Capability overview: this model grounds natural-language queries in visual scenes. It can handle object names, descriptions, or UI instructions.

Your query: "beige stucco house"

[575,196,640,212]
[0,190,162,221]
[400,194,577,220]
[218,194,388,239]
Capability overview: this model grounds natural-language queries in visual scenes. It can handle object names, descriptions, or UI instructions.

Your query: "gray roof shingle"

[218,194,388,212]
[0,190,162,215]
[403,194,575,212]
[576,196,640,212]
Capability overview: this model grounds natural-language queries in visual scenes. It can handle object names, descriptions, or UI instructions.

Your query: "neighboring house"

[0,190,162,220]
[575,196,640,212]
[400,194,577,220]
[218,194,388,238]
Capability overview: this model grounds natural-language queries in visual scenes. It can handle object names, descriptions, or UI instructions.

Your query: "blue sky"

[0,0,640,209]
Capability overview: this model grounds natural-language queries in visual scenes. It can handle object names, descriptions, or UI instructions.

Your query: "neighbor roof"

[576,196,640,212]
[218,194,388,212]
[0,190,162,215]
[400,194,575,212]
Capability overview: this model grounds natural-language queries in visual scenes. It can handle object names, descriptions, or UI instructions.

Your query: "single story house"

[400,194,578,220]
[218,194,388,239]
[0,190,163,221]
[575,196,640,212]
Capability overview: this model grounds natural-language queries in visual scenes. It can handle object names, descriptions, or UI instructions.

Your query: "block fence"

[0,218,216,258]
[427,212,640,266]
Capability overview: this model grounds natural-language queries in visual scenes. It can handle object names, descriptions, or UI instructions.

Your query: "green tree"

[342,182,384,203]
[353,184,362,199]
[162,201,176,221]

PROBLEM:
Reproduce the material above line for line, without altering anything.

FULL ANSWER:
Capability overview: this model grounds natural-language queries in visual scenes. It can handle object names, descriptions, or UI instructions.

Your query: "beige stucco house"

[575,196,640,212]
[0,190,162,221]
[400,194,577,220]
[218,194,388,239]
Capability overview: this model grounds natural-language queries in visual scenes. It can handle object names, descriptions, or UI instructions.

Your query: "gray roof shingle"

[218,194,388,212]
[0,190,162,215]
[403,194,575,212]
[576,196,640,212]
Capability overview: this model grounds natural-language queries in visual scenes. It can handle object names, descriptions, or UI instructions.

Your query: "neighboring house"

[0,190,162,220]
[575,196,640,212]
[400,194,577,220]
[218,194,388,238]
Capability overview: this model grounds natural-language queries in visual scenes. It can handle object names, descriptions, or UI instructions.

Your query: "blue sky"

[0,0,640,209]
Capability overview: this model grounds natural-language queries in visual scenes. It can handle object names, descriptions, or UI instructions.

Your query: "neighbor roof"

[576,196,640,212]
[218,194,388,212]
[0,190,162,215]
[400,194,575,212]
Capability overview: this model grounds natural-language queries in visual scenes. It can handle object names, descriptions, or UI instructions.

Your query: "single story house"

[400,194,578,220]
[218,194,388,239]
[0,190,163,221]
[575,196,640,212]
Capability overview: this model grounds natural-language queries in visual scenes. It can handle object names, descriptions, or UI instructions.

Your query: "block fence"

[0,218,216,258]
[427,212,640,266]
Capability overview: this model grounds natural-language queries in visual scenes. It can handle object names, descriptions, or UI instructions.

Your query: "green tree"

[342,182,384,203]
[353,184,362,199]
[162,201,176,221]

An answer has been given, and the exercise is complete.